[Location labeling records]
──────────
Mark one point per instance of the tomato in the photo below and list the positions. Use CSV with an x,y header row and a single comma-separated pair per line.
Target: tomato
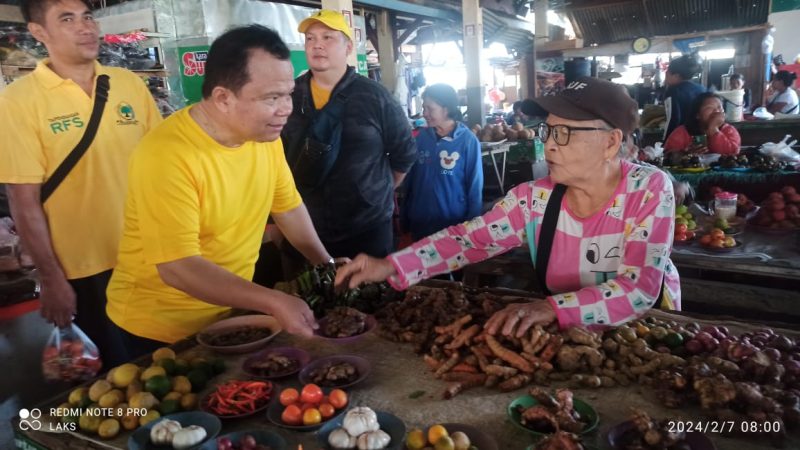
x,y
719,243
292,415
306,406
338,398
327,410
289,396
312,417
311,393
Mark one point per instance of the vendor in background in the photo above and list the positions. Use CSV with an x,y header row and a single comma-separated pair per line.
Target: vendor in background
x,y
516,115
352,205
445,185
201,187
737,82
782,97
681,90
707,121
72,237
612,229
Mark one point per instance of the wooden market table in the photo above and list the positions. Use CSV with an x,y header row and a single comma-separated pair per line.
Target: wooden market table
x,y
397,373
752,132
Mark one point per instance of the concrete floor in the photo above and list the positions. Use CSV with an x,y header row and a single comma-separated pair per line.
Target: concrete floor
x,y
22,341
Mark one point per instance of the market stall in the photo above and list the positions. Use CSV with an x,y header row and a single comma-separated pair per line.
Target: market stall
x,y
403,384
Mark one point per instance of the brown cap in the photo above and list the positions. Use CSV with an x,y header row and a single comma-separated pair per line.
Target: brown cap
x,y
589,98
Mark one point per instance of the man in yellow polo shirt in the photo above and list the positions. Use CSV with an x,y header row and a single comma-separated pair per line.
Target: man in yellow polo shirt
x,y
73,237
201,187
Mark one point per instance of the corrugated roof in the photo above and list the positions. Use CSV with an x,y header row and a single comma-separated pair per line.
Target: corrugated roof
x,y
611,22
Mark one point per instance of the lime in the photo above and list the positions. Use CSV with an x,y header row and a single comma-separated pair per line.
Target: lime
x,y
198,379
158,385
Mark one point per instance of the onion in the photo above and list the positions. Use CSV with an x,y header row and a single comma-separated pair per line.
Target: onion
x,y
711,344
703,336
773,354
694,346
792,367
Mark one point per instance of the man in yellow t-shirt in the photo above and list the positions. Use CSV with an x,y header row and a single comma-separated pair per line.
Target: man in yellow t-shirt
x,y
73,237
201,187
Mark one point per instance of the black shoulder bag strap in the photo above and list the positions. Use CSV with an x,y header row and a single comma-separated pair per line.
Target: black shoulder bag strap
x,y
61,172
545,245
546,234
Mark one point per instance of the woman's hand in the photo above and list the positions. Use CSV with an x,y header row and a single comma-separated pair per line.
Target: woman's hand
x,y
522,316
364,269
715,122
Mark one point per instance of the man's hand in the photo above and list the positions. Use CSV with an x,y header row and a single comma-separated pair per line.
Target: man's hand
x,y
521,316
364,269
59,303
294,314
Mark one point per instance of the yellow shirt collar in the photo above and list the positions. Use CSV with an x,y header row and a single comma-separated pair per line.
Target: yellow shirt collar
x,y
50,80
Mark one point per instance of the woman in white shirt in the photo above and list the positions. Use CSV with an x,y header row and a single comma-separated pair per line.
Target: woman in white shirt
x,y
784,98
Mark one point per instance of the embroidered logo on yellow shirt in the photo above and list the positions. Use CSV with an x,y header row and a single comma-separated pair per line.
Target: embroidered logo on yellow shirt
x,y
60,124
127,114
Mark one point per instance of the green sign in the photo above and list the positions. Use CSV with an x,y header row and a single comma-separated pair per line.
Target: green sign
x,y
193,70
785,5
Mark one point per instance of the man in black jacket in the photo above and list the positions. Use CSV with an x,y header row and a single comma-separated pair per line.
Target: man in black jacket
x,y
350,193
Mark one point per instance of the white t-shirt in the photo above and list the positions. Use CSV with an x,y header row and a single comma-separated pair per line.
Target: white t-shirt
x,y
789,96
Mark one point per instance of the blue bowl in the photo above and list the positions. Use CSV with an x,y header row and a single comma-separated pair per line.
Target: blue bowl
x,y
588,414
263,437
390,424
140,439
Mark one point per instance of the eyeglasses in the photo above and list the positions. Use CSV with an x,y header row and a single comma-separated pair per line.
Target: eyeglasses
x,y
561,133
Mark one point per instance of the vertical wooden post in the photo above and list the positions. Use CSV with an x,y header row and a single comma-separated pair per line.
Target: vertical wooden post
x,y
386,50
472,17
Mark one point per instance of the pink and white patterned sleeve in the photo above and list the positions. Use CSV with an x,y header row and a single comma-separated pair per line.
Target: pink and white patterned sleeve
──────────
Reproduce the data above in full, exactly as it is, with the pictures left out.

**Correct answer**
Mark one point per instance of the tomato in the photo below and list the positions. Use CSV with an x,y header row and a single comma-separated pair per line.
Target: tomato
x,y
719,243
292,415
306,406
338,398
327,410
289,396
312,417
311,393
Mark one point per instance of the vendor in background in the photo above and list the positions. Use CSV with an x,y header row and a single comma-separated pair per line.
Target: vendor in background
x,y
516,115
352,205
445,185
201,187
737,82
782,97
681,90
707,121
72,237
612,229
Mark one point per instance of the wooden market table in the photo above and list the positions. Use CSV with an x,y header row and a single comma-separated pair per line.
Target: wooden market table
x,y
397,373
752,132
Mark one point per instance of the concrete floor in the photo above and list the positions. Use CSV with an x,y header row and a single comma-separated pair per line.
Target: concrete floor
x,y
22,341
Mark one point per instance of the market stall in the photo above and list the positions. Use CSV with an x,y header row and a single comma-separated pair per line.
Target: market stall
x,y
403,384
Mark one point per instance of the brown cap in the photo above and list the positions. Use CSV with an x,y header row and a single comma-separated pair per line.
Target: brown cap
x,y
589,98
Mark one point per instance of the man in yellow polo shirt in the photo above and list the positions. Use CSV with an x,y header row and a single comma-separated pair per line.
Target: man in yellow polo shirt
x,y
73,237
201,187
Mark one point per instance of the corrugated roof in the photo above and list the positions. Use CSV with an x,y header row and a single comma-separated pair per line.
Target: corrugated roof
x,y
611,22
Mark one point per instance of the lime in the photo above and list the positions. Use CSV with an x,y header row and a single comma-separated pair per line.
Target: lime
x,y
198,379
158,385
Mark one point per instance of the onion in the photo above and list the positions. Use CSV with an x,y header row and a single comma-separated pair per line.
Target: onion
x,y
711,344
703,336
773,354
694,346
792,367
Mark one point per instance of the man in yellow t-shirt in the photo above and list the positions. Use CSV with an x,y header row and a single comma-separated pair per line.
Target: man in yellow t-shirt
x,y
73,237
201,187
Mark one point per instance of the black shoulder bag strap in the photo above and list the positions. Use CSV with an x,y header row and a single comma-separated pair per line.
Target: black shoulder bag strap
x,y
61,172
545,245
546,234
Mark one point per instance of the woman's hand in the photo above and list the positions. Use CSV with an x,y header row and a single comma-separated pair per line.
Target: woman's hand
x,y
522,316
364,269
715,122
Mark one point per instance of the man's hand in the photo above and list the positions. Use CSV with an x,y header row and a single comma-separated pair per line.
Target: man's hand
x,y
521,316
364,269
59,303
294,314
Mark one point per instance of the yellow shirt collar in the photo above and list the positions. Use CSV with an x,y header row and a single comma-separated pair per line.
Target: yellow shirt collar
x,y
50,80
Mark one point per instance of the woman in white shirt in the photo above and list the positions. Use CSV with an x,y header row and a single comma-separated pair per line.
Target: woman in white shirt
x,y
784,98
Mark one point per instance of the embroidered logo on yellow shirt in the photo above and list the positions. Use CSV with an x,y header row and a single comma-separated pair per line.
Target: embroidered logo on yellow shirt
x,y
60,124
127,114
Mark one point per instance of the green sign in the photo above and list the positions. Use CSV with an x,y header row and a single comma-separated pair per line.
Target: green sign
x,y
193,70
785,5
Mark one point per instance of the man in black jacket in the photo above and list the positions. Use CSV with an x,y header row and a single comma-separated pair per line.
Target: man in black jacket
x,y
350,193
Mark one point per instance of the white t-shirt in the photo above and list the positions. Use CSV with an x,y header row and a single comma-separated pair per line.
Target: white t-shirt
x,y
789,96
Mark one point per instance of the blue bowl in the photo above and list the positions. Use CSV with an x,y header row and a single comma-separated pair per line.
Target: blue bowl
x,y
588,414
263,437
390,424
140,439
Mark one point per instance of the eyeglasses in the photo above and list the positions. Use CSV with an x,y header row and a single comma-separated pair per line.
Target: eyeglasses
x,y
561,133
Mark one point per instance of the vertical wooden post in the photo above and list the positions. Use CSV with an x,y header row and a single comma-separated pair per line.
Target: vertical wooden post
x,y
386,50
472,17
Mark one point per instance of the pink and white patterned sleeve in the photo above and list the positions. Use CSV with an x,y header row and a single comma-separated pair per line.
Target: pink and white patterned sleeve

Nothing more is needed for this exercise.